▶ TEXTE SOURCE:

Les structures élémentaires de la parenté est un livre difficile à résumer. D'abord parce que cela nécessite de l'avoir assimilé entièrement -ce qui n'est pas mon cas- et ensuite parce que les nombreux exemples fournis en soutien des thèses avancées ne sont pas aisément réductibles.

Au départ de l'approche proposée par l'auteur se trouve l'affirmation « qu'une logique interne dirige le travail inconscient de l'esprit humain, même dans ses créations longtemps considérées comme les plus arbitraires, et que les méthodes qu'il convient de lui appliquer ne diffèrent pas de celles réservées habituellement à l'étude du monde physique ».

▶ TÂCHES À ACCOMPLIR:
A) Les affirmations suivantes concordent-elles avec le texte sur Les structures élémentaires de la parenté : (i) le texte indique que le livre a été entièrement assimilé ; (ii) les exemples fournis dans le livre y sont dits peu nombreux ; (iii) selon l'affirmation citée, les méthodes à appliquer à l'esprit humain ne diffèrent pas de celles de l'étude du monde physique ? Répondez par oui ou non pour chacune, en citant mot pour mot les termes décisifs du texte.
B) Pourriez-vous redonner mot pour mot tout le passage du texte sur Les structures élémentaires de la parenté, depuis "Les structures élémentaires" jusqu'à "pas aisément réductibles." ?
C) Pouvez-vous poursuivre le texte sur Les structures élémentaires de la parenté à partir de sa dernière phrase ?

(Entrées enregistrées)
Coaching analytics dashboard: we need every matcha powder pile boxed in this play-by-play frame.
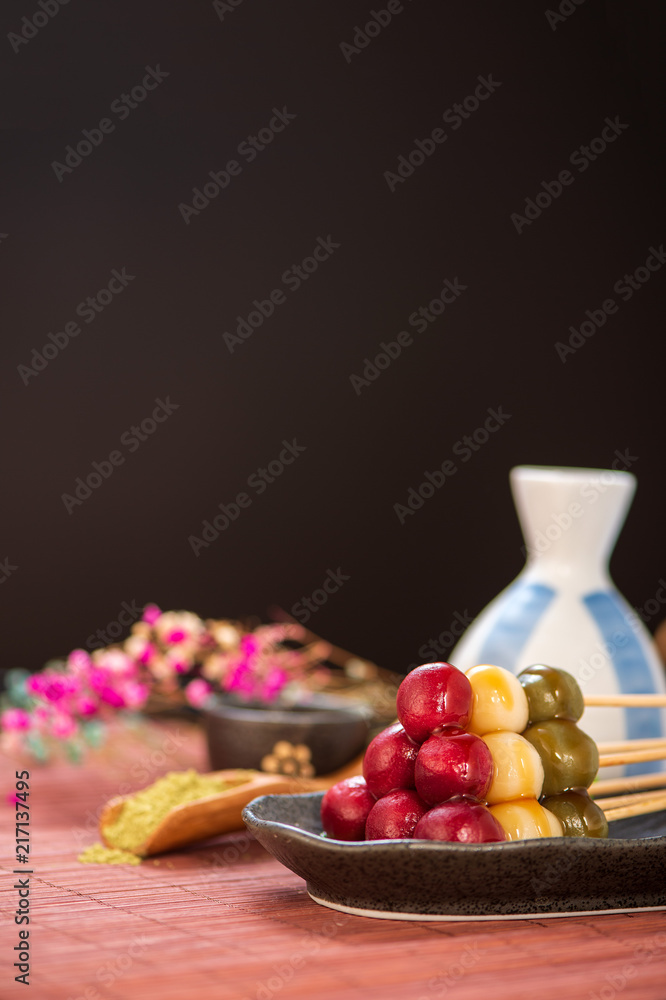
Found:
[78,769,228,865]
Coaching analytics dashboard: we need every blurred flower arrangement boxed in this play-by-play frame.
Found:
[0,604,334,760]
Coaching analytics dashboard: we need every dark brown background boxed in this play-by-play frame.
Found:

▶ RÉPONSES DANS L'ORDRE:
A)
(i) Non : « ce qui n'est pas mon cas ».
(ii) Non : « les nombreux exemples fournis en soutien des thèses avancées ».
(iii) Oui : « les méthodes qu'il convient de lui appliquer ne diffèrent pas de celles réservées habituellement à l'étude du monde physique ».

B)
Les structures élémentaires de la parenté est un livre difficile à résumer. D'abord parce que cela nécessite de l'avoir assimilé entièrement -ce qui n'est pas mon cas- et ensuite parce que les nombreux exemples fournis en soutien des thèses avancées ne sont pas aisément réductibles.

C)
Comme le titre l'indique, l'étude menée ici par Lévi-Strauss se porte sur les structures élémentaires de la parenté, c'est-à-dire les systèmes qui prescrivent le mariage avec un certain type de parents, en les séparant en deux catégories : conjoints possibles et conjoints prohibés. Les prescriptions ou interdictions de certains conjoints varient selon les tribus étudiées par Lévi-Strauss. D'un système à l'autre, on voit certains mariages acceptés ou bien refusés : mariage avec la nièce, mariage avec la fille du frère de mère (cousine croisée matrilatérale), mariage avec la fille de la soeur du père (cousine croisée patrilatérale), etc.

Lévi-Strauss avance donc que l'appareil imposant prescription et prohibition des conjoints dépend des trois structures élémentaires de parenté. Lesquelles se construisent à l'aide de deux formes d'échange (restreint et généralisé) qui elles-mêmes dépendent d'un caractère différentiel (harmonique / dysharmonique).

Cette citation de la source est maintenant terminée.